Given exercise » Transcribe the records below word for word, starting at the line that contains "search_term red tile roof" and ending at the line that contains "[[30, 35, 96, 84]]", with both of those lines included.

Data for this task »
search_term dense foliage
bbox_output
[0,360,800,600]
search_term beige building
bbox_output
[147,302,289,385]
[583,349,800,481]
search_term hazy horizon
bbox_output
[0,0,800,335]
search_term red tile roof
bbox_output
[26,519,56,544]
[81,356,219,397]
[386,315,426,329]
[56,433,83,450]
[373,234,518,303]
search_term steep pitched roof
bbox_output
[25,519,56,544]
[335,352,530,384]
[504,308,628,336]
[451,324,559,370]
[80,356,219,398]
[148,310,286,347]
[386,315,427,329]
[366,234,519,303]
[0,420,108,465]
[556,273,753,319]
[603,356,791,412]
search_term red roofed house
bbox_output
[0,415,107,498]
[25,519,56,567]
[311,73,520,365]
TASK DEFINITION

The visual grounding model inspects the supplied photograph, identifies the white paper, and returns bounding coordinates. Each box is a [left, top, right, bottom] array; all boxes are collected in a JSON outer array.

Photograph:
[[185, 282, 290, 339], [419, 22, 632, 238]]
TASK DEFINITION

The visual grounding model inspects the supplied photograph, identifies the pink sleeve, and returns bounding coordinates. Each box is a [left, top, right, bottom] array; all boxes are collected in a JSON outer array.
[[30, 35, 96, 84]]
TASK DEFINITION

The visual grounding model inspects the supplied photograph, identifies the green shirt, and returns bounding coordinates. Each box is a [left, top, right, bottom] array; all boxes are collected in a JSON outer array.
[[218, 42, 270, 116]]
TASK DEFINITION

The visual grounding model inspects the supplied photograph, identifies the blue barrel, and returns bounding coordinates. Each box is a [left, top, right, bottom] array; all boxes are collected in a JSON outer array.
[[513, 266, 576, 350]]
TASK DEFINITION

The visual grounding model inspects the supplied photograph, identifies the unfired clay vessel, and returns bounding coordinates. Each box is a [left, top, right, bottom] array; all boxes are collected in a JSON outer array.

Complete answer »
search_term red tile roof
bbox_output
[26,519,56,544]
[81,356,219,397]
[386,315,426,329]
[56,433,83,450]
[373,234,518,303]
search_term steep pitched roof
bbox_output
[25,519,56,544]
[335,352,530,384]
[504,308,628,336]
[451,324,559,370]
[80,356,219,398]
[148,310,286,347]
[386,315,427,329]
[366,234,519,303]
[0,420,108,465]
[556,273,753,319]
[603,356,791,412]
search_term red roofed house
bbox_output
[0,415,107,498]
[25,519,56,567]
[311,73,520,365]
TASK DEFINITION

The visual grounding model inspects the supplied photograph, identifies the white paper, and returns bounding coordinates. Each box is a [left, top, right, bottom] array; all boxes are collected in a JSON outer array.

Photograph:
[[185, 282, 290, 339], [419, 22, 632, 238]]
TASK DEFINITION

The visual grounding model inspects the supplied photograph, identifies the pink sleeve, and returns bounding coordinates. Each box is a [left, top, right, bottom] array; all boxes are collected in a JSON outer array.
[[30, 35, 96, 84]]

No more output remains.